→ **EXERCISE DIRECTIONS**:
Reproduce only the lines from the line containing "form (1322, 596)." to the end of the entries below, including both of those lines.

[Object point labels]
──────────────────────────────

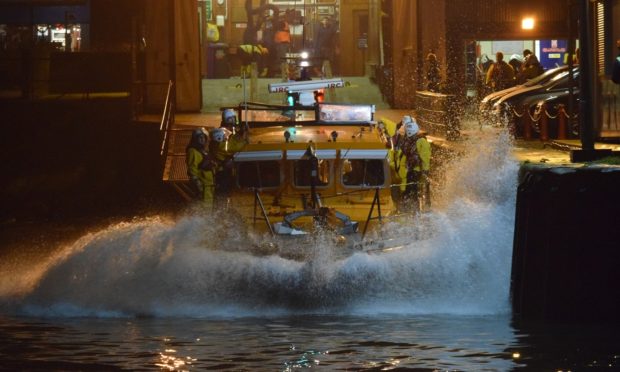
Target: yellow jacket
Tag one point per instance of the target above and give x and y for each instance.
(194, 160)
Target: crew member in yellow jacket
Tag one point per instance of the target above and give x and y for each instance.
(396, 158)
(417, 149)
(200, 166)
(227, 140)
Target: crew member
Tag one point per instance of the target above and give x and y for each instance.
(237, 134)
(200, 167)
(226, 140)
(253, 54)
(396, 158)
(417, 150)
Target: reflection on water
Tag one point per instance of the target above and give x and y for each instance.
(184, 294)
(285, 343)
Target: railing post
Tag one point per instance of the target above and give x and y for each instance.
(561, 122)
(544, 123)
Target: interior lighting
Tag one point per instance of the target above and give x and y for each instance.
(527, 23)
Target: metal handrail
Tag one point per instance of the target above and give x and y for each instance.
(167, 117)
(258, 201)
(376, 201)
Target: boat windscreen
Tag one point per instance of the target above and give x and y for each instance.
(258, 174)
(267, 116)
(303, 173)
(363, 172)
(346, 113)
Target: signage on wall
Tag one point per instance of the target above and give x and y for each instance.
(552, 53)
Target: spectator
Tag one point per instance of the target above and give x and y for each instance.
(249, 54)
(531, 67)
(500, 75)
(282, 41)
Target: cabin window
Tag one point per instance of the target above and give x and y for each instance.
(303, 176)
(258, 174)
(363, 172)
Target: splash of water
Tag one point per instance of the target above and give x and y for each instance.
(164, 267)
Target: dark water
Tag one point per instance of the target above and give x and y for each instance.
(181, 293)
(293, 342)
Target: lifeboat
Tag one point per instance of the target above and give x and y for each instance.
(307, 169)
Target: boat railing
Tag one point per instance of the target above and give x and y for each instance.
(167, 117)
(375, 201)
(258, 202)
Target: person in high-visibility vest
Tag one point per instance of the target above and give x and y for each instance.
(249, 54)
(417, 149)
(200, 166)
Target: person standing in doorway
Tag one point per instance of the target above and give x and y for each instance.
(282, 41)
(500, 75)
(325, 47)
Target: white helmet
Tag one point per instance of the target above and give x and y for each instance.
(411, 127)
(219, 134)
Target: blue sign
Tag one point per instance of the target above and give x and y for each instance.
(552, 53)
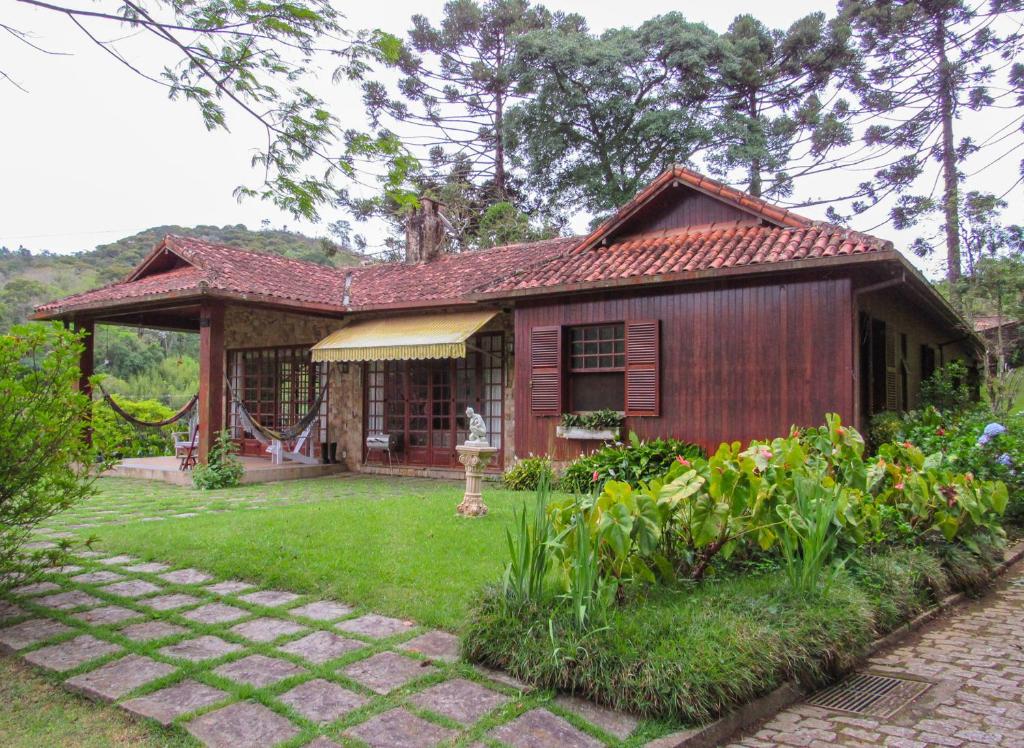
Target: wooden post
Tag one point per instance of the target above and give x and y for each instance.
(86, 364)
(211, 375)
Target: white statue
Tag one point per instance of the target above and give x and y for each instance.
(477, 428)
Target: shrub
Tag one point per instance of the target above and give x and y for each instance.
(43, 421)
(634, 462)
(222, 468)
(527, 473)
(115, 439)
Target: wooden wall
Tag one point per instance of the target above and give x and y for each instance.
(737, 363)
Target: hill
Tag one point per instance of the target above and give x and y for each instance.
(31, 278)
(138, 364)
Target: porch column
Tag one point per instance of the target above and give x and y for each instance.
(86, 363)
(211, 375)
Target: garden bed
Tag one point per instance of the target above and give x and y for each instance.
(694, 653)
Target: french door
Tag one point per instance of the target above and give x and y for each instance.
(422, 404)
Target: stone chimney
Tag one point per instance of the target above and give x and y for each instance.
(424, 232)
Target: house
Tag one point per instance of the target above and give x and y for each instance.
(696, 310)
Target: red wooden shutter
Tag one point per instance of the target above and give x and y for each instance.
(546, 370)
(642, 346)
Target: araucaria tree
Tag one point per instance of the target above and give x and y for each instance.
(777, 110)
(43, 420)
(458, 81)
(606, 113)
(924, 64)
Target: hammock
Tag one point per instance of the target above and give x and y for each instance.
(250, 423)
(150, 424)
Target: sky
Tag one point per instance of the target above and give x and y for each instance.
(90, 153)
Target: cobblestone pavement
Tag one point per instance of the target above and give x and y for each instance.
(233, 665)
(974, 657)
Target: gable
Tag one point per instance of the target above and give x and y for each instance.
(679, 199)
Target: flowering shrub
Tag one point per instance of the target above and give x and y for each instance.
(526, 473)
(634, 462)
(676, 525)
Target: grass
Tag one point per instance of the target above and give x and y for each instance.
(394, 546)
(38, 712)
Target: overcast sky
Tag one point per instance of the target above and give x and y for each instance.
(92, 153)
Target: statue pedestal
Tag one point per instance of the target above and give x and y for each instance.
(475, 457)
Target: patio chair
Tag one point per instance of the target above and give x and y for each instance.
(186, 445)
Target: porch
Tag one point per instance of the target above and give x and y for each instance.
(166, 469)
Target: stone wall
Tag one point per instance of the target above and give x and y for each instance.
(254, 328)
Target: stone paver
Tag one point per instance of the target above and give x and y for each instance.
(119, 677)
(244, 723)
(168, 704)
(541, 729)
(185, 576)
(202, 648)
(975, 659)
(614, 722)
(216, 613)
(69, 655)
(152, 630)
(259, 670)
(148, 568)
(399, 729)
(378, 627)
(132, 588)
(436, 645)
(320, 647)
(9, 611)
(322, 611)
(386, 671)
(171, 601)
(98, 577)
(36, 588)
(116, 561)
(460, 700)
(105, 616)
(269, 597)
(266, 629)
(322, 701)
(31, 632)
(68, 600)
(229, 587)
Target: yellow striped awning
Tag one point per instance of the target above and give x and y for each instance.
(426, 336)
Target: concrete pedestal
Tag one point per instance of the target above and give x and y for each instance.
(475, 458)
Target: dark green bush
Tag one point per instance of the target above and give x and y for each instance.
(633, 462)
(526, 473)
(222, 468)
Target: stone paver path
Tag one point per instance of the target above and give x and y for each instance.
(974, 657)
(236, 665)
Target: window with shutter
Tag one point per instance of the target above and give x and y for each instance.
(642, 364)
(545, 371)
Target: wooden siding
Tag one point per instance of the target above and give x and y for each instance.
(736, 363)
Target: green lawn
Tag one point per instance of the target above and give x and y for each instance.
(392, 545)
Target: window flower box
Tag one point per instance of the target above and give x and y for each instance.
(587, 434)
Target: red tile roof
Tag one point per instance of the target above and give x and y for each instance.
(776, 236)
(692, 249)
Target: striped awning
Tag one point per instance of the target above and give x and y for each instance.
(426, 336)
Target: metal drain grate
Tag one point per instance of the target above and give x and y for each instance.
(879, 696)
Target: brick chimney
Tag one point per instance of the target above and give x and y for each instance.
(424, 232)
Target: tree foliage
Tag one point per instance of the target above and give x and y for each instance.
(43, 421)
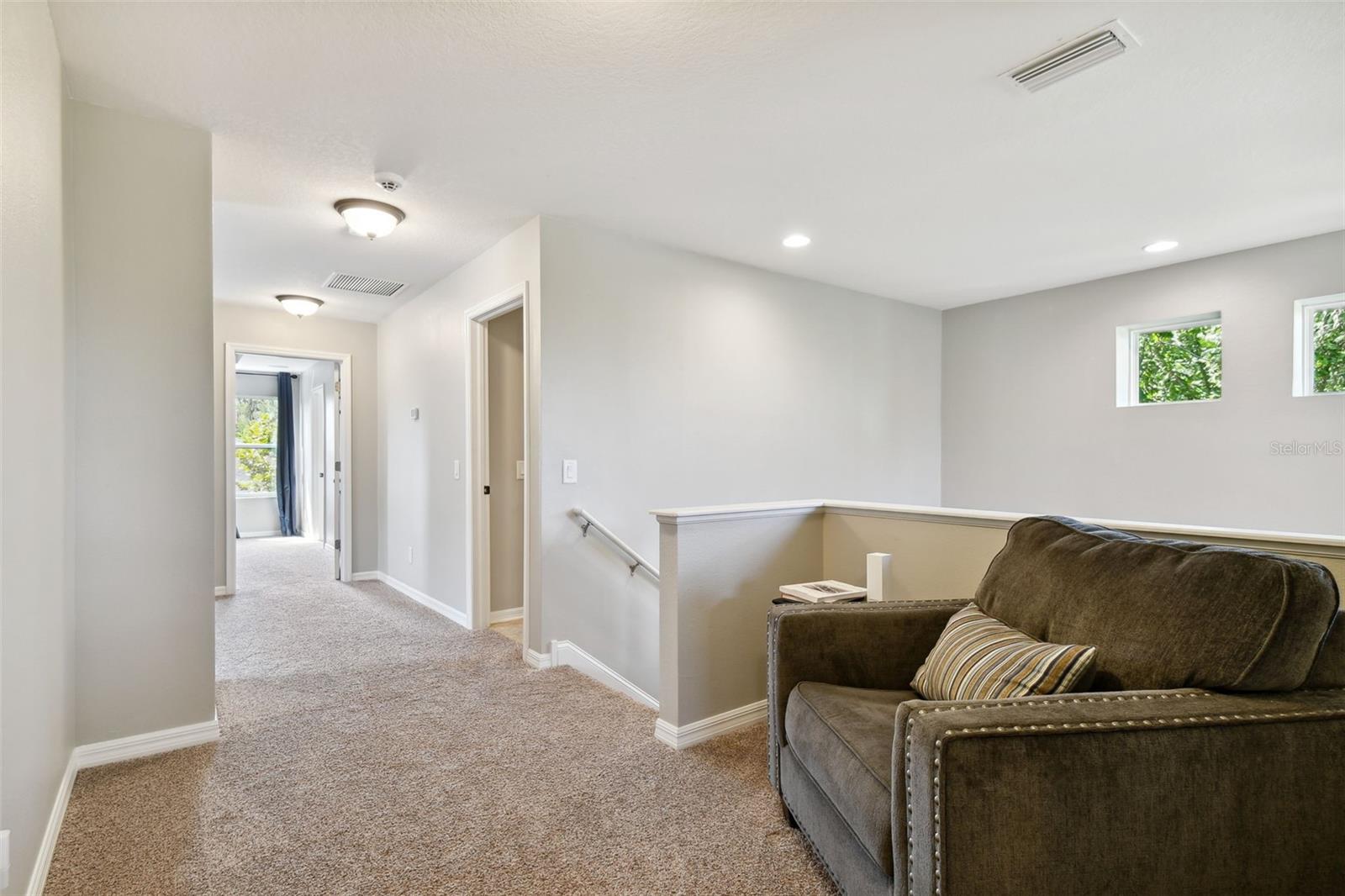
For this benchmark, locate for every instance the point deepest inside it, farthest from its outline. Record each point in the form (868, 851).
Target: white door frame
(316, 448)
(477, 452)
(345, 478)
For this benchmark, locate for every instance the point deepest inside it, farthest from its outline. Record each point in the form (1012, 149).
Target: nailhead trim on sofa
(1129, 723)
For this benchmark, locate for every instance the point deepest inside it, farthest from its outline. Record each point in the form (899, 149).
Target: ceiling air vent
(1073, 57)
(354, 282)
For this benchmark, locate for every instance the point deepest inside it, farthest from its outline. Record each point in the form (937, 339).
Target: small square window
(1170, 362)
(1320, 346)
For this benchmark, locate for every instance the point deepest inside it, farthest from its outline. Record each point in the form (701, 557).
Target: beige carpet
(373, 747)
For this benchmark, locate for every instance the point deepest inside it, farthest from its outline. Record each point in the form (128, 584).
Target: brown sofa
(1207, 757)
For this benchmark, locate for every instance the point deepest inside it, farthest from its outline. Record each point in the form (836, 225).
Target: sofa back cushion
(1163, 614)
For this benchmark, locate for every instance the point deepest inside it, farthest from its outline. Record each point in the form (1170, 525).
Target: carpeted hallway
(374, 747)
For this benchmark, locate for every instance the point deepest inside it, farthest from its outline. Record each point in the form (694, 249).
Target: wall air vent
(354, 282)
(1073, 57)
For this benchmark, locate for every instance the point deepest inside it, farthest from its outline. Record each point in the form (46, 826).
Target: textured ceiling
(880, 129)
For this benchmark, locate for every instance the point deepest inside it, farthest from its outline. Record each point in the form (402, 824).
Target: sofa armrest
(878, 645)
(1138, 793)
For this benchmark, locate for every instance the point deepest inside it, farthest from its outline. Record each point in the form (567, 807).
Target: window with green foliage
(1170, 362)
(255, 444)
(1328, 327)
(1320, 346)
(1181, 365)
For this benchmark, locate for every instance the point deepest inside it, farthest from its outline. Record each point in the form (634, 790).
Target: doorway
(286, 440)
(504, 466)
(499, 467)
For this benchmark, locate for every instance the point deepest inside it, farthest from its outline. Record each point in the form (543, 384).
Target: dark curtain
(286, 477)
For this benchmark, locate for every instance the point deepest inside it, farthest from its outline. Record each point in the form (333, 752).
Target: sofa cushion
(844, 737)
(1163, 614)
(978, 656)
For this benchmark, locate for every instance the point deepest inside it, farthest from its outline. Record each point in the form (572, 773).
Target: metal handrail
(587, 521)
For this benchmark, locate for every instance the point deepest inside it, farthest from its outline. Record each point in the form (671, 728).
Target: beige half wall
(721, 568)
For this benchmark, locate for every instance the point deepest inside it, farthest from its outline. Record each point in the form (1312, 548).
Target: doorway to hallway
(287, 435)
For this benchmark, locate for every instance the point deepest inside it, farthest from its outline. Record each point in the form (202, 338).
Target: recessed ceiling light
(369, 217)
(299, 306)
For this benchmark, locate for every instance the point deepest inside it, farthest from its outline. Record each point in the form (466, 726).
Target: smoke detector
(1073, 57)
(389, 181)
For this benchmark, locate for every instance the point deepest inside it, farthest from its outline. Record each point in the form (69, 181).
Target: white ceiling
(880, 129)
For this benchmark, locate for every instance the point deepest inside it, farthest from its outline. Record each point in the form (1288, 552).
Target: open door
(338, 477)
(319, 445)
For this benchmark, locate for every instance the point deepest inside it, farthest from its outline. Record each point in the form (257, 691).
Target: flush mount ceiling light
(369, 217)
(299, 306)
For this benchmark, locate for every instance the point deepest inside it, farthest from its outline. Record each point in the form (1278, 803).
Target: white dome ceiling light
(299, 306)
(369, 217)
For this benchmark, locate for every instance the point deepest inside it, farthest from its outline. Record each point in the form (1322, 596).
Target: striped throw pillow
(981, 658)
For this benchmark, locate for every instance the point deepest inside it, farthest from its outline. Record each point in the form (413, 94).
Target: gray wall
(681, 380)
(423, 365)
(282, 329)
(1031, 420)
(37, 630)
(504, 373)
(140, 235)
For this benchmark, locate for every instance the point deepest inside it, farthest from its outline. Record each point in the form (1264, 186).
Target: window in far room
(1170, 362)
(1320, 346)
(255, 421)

──────────────────────────────

→ **CORRECT OUTPUT**:
For this benchmark, locate for every instance the point deepest inside it, farthest from its outline. Record each point in the form (1322, 596).
Target: striped throw pillow
(981, 658)
For this benchmark, locate for every instance the point deepest inside it, farthest from its outline. Record each point in the form (413, 94).
Target: gray wall
(681, 380)
(423, 365)
(282, 329)
(1031, 420)
(37, 630)
(504, 373)
(140, 235)
For this benchmark, locate for every instance the point deepest inside it, farthest from its outline. Record each point in the form (1264, 186).
Target: window in far room
(1170, 362)
(1320, 346)
(255, 421)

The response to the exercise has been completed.